**EXERCISE BRIEF:** Rewrite these records, switching every "drop a dot" to "place a point" and leaving everything else unchanged.

+++ MATERIAL +++

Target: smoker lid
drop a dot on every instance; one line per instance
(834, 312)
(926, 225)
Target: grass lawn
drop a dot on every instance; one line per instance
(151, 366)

+++

**EXERCISE RESPONSE:**
Target: smoker lid
place a point on every instance; one line per instance
(834, 312)
(926, 225)
Target: grass lawn
place a point on every instance; one line per instance
(151, 366)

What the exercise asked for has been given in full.